§ Brief: Quote the stretch of the forum post on failing unRAID drives from "LFletcher · November" through "udma crc errors.", word for word.

(Beginning of Text excerpt)

Parity drive failure, data drive failure and another data drive with SMART errors - can the data be saved?

LFletcher · November 23, 2022

Hi,

Helping a friend who has some issues with his unRAID server.

My understanding is that the parity drive had issues first of all and went offline (Parity 2).

Then there was issues with a data drive (disk 3 - sdd) - this appears to have udma crc errors.

image.png.7d7ca267ab1acb1bf34e0e3a9bc7696d.png

I did SMART checks on the other drives and it appears Disk 5 (sdh) has issues as well, although it hasn't failed the drive (yet).

I've got 3 14TB drives, which I had originally planned to replace both the parity drives with and also disk 3.

Now that disk 5 also has potential issues I can get another 14TB drive to replace that.

My question is, can the data from disk 3 be recovered or is it lost?

(End of Text excerpt)
(Beginning of Dataset)

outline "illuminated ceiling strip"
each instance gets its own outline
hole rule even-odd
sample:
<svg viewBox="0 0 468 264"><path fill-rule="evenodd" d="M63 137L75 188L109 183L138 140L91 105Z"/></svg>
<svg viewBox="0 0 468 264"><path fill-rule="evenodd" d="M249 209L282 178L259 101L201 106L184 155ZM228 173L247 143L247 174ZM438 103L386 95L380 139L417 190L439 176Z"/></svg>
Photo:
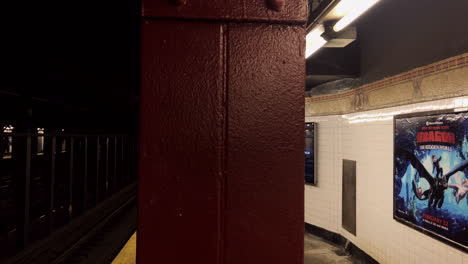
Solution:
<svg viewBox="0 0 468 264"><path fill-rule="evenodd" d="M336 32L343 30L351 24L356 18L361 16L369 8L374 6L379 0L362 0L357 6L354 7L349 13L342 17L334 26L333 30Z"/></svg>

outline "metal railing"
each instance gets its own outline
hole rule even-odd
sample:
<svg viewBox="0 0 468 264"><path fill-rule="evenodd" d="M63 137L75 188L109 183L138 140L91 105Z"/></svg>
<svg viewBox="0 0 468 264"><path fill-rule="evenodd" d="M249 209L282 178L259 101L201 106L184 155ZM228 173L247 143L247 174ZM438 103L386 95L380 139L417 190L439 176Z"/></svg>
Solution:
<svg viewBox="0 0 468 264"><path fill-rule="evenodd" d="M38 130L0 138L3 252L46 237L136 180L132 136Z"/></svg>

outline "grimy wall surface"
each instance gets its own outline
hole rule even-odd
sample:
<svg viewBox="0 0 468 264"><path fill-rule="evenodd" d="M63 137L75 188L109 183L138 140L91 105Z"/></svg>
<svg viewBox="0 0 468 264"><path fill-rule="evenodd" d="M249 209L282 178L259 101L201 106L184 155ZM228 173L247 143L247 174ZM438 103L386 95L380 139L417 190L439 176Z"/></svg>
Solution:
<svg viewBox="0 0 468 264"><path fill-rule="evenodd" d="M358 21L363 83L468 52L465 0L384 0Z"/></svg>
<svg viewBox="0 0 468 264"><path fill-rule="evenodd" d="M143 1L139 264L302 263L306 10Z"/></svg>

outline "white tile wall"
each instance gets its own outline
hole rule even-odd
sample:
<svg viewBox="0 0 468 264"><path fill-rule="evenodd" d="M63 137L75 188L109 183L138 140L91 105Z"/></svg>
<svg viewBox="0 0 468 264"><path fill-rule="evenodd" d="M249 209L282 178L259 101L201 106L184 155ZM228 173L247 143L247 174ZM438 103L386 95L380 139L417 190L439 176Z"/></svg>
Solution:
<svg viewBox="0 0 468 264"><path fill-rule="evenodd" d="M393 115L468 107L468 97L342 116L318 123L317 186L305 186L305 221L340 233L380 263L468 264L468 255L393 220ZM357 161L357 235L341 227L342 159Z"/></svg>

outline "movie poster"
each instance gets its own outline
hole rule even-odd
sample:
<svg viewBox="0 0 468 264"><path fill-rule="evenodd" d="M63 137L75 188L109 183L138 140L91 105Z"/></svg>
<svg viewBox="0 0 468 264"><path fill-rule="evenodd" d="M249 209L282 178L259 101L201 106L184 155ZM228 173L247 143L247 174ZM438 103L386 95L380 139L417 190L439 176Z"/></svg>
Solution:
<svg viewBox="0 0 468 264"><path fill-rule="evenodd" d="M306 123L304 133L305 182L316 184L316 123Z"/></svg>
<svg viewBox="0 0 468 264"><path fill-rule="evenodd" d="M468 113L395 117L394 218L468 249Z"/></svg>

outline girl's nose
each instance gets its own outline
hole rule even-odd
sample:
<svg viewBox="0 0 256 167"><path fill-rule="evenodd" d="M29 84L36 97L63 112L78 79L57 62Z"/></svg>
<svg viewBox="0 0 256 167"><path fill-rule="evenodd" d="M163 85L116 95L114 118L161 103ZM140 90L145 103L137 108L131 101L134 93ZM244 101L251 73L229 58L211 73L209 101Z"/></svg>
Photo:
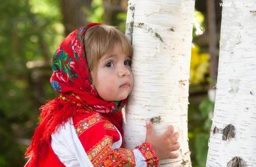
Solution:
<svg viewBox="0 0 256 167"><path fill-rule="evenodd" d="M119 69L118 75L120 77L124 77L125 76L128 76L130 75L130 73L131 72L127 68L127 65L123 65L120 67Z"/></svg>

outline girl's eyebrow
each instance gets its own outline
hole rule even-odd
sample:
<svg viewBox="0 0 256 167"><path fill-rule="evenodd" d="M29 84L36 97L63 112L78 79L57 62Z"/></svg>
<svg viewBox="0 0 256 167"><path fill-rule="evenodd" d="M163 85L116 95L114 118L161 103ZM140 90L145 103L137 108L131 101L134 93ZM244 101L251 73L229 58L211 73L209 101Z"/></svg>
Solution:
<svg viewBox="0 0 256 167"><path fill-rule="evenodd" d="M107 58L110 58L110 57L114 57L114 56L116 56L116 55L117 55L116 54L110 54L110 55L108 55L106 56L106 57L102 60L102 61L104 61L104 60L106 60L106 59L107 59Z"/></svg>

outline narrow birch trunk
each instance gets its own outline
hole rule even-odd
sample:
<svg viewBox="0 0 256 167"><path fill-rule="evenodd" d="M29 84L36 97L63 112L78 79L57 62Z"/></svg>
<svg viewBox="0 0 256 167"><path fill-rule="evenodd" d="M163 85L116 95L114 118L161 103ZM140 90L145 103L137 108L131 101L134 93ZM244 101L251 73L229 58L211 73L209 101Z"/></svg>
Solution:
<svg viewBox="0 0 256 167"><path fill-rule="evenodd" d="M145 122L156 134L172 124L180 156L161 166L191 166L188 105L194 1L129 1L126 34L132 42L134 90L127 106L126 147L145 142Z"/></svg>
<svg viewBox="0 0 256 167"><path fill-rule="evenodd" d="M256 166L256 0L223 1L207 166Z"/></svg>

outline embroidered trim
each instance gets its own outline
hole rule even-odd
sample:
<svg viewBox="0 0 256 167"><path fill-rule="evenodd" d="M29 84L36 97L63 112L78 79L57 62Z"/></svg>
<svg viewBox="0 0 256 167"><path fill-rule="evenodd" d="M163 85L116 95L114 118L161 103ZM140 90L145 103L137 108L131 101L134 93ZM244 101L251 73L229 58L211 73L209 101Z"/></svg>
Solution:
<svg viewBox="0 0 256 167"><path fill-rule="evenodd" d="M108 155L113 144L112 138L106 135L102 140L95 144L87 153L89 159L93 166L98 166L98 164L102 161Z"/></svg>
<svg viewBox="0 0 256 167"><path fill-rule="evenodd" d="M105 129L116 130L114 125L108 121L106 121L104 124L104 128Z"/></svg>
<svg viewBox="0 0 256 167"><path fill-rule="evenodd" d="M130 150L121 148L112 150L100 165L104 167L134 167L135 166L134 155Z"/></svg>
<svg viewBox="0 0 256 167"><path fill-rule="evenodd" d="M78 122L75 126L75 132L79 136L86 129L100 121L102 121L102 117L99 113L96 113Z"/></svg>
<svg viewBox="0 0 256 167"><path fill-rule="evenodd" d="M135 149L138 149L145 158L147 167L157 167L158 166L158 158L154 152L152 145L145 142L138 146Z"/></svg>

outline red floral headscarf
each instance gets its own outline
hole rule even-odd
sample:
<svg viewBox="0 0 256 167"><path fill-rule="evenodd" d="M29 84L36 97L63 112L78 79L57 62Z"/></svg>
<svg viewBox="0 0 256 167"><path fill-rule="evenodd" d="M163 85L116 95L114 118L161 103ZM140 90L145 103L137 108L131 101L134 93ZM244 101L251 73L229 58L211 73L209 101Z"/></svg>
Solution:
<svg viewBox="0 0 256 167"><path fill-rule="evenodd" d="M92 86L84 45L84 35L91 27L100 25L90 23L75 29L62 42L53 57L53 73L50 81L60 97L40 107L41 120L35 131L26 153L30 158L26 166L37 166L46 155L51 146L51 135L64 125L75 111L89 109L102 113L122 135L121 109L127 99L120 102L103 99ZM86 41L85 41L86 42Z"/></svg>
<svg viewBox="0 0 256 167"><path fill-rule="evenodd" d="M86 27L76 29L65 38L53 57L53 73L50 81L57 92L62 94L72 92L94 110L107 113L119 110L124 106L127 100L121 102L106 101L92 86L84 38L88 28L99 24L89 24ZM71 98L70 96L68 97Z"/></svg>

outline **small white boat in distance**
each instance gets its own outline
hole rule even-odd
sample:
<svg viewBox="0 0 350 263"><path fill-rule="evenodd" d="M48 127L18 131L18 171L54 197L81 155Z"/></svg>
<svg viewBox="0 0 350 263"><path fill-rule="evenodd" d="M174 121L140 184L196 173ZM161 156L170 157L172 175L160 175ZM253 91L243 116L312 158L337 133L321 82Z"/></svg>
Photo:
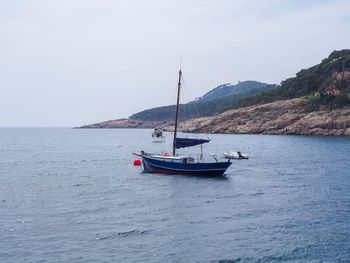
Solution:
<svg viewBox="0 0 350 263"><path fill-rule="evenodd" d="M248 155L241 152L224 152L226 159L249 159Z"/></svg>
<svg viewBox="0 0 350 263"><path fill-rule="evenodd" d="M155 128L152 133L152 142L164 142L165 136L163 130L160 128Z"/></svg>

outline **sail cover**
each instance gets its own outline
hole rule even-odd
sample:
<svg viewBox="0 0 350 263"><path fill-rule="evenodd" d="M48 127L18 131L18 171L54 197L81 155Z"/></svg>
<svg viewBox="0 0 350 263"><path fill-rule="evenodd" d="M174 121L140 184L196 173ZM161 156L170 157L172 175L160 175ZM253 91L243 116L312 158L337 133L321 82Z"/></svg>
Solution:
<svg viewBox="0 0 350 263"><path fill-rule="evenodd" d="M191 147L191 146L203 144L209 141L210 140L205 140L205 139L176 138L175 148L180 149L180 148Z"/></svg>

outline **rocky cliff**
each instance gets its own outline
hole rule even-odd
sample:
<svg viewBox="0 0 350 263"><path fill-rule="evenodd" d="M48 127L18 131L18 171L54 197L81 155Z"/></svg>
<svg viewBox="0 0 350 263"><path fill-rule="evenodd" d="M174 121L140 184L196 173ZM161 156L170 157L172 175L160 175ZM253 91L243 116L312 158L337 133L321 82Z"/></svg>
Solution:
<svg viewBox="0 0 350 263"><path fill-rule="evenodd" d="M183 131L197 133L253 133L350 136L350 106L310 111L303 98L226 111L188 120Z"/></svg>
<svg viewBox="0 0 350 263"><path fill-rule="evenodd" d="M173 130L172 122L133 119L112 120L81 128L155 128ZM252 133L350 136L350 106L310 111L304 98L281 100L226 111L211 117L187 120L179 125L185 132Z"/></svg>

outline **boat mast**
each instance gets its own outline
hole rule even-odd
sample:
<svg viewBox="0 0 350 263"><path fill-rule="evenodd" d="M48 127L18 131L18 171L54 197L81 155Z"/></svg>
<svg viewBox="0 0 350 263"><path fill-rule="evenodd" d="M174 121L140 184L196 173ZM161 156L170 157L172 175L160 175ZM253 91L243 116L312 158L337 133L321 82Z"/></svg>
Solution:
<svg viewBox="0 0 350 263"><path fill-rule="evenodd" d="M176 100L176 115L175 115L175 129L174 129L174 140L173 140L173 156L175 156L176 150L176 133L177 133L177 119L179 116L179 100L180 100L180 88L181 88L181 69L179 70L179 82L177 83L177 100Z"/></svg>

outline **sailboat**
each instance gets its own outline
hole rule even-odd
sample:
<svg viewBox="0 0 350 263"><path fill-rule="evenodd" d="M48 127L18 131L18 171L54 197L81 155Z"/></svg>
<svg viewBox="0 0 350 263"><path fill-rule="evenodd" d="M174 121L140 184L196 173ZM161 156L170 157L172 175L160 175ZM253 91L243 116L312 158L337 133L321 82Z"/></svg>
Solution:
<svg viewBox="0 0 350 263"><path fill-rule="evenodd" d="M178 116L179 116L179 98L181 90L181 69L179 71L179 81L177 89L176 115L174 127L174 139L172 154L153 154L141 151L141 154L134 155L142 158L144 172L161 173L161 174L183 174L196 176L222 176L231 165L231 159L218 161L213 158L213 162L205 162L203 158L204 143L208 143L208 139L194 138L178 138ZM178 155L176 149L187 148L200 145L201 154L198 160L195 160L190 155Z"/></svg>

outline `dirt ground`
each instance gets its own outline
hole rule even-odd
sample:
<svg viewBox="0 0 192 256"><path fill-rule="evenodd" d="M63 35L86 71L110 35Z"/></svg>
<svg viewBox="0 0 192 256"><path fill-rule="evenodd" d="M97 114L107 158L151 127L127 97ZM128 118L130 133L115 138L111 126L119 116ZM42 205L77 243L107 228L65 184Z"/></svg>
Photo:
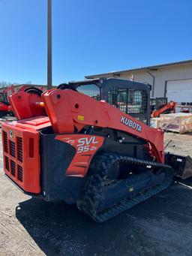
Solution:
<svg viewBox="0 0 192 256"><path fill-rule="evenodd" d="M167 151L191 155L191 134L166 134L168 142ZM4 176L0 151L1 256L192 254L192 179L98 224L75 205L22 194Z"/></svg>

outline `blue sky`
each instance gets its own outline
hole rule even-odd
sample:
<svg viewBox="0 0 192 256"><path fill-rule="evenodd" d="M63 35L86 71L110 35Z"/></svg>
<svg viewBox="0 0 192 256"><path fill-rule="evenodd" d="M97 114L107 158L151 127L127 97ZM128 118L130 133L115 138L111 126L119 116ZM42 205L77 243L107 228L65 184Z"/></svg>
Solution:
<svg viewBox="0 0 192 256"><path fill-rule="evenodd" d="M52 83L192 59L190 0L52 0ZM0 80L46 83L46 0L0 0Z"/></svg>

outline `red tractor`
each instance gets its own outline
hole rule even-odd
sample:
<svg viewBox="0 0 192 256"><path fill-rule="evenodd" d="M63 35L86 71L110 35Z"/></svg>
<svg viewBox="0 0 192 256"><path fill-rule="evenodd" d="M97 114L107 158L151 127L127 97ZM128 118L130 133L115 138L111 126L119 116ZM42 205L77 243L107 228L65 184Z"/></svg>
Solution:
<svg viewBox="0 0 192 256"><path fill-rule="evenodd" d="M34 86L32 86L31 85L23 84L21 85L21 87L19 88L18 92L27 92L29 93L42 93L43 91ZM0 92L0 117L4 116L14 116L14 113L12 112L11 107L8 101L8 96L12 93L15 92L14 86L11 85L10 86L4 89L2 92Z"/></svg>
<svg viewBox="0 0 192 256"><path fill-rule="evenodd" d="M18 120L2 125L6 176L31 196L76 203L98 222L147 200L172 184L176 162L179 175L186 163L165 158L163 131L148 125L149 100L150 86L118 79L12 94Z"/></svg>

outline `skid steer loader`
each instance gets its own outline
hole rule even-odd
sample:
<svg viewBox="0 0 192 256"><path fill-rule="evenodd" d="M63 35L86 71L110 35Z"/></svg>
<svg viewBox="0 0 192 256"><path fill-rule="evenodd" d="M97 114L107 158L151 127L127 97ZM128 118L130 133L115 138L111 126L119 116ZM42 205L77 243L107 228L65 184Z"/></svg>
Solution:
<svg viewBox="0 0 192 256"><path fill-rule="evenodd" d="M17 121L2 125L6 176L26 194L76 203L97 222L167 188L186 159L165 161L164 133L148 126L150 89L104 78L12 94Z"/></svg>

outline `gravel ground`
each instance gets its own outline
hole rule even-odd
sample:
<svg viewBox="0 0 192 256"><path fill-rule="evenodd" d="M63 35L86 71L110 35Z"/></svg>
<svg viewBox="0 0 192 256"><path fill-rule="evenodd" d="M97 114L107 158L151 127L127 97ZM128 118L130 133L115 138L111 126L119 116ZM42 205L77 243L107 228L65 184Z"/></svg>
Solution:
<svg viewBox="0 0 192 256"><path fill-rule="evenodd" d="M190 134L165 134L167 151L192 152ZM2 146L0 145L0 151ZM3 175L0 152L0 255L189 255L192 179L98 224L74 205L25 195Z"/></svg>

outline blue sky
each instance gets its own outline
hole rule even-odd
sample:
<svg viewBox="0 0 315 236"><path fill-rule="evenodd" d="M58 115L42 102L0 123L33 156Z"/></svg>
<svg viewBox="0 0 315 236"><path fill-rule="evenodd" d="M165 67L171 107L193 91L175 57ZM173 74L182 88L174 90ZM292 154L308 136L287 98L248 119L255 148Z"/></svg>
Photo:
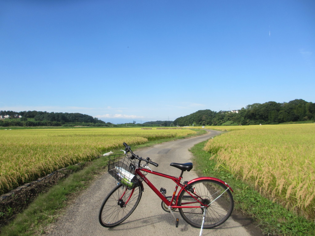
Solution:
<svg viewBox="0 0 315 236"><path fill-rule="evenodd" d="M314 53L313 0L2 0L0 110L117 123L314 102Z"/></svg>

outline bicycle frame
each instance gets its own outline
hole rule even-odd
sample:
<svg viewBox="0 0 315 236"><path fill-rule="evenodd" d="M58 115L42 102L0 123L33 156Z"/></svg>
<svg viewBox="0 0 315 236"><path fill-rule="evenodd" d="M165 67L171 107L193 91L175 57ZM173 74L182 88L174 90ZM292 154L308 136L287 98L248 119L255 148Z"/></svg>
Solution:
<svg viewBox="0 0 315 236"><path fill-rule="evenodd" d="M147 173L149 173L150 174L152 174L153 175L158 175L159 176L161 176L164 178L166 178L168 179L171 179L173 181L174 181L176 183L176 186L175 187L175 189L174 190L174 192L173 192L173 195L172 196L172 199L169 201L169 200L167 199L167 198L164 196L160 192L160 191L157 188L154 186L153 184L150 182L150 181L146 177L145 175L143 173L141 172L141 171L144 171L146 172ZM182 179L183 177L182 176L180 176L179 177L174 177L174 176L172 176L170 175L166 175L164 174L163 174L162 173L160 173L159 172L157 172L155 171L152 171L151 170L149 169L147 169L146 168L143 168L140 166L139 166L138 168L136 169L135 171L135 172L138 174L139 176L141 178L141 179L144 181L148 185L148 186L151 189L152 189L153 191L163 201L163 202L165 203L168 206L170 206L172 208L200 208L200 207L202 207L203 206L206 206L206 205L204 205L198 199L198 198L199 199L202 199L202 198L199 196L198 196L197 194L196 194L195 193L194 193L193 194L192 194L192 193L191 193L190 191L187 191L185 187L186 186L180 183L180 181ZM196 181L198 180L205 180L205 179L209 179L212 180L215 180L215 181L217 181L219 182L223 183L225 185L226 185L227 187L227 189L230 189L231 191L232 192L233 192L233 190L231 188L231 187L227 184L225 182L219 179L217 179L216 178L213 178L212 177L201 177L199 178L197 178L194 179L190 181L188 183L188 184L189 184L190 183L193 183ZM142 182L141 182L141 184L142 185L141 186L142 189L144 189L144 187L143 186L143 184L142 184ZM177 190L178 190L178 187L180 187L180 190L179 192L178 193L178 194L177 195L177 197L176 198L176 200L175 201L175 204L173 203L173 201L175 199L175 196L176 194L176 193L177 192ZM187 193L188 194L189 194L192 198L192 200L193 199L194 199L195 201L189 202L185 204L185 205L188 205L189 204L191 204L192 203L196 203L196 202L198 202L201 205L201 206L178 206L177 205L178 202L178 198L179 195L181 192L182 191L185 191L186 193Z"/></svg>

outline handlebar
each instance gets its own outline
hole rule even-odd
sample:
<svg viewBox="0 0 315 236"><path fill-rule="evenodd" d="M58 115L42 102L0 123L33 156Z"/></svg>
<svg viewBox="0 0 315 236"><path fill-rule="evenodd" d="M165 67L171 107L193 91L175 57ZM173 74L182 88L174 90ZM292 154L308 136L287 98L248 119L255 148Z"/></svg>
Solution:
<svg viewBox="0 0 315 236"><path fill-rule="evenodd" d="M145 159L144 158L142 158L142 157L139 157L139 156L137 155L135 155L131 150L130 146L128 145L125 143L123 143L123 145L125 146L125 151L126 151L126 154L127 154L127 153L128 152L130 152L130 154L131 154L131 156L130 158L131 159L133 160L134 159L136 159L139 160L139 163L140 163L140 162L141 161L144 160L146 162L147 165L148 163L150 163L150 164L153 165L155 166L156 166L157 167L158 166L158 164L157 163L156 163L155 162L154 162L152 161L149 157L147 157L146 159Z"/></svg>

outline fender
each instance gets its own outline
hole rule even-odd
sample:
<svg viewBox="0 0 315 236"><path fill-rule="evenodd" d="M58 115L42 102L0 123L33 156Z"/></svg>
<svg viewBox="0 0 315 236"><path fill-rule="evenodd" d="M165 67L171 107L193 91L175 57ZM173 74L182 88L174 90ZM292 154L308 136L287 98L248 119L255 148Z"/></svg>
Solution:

(End of Dataset)

§ Solution:
LFletcher · November 23, 2022

Hi,

Helping a friend who has some issues with his unRAID server.

My understanding is that the parity drive had issues first of all and went offline (Parity 2).

Then there was issues with a data drive (disk 3 - sdd) - this appears to have udma crc errors.